• WHAT YOU SHOULD DO
Copy every line of the entries below verbatim, leaving out the pictures.

• PROVIDED DATA
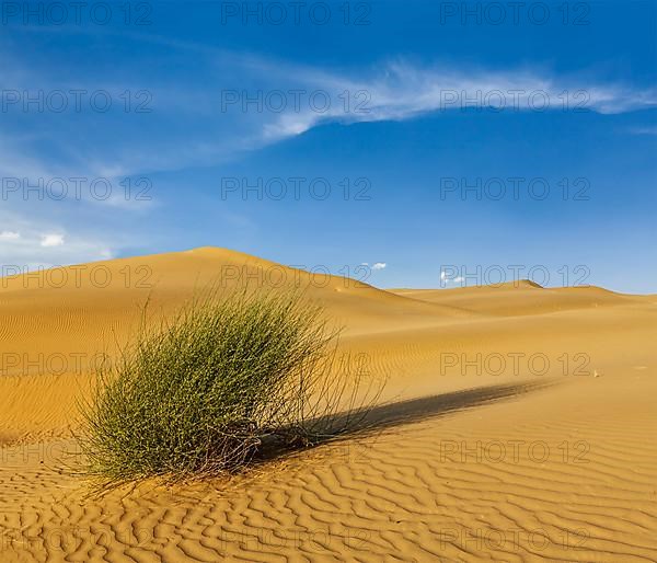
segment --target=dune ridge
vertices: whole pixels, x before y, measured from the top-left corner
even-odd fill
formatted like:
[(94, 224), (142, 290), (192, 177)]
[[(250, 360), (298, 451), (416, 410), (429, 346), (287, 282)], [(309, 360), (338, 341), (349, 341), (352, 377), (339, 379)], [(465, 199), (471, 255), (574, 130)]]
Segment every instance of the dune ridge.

• IN RESPONSE
segment --target=dune ridge
vertices: whole pixels, x before y, measured from the top-left corner
even-odd fill
formatted like:
[(94, 224), (142, 290), (192, 177)]
[[(250, 360), (298, 451), (416, 410), (429, 346), (287, 282)], [(309, 360), (338, 341), (349, 341), (352, 377), (339, 379)], [(465, 199), (471, 255), (574, 130)]]
Segment every instance of the dune ridge.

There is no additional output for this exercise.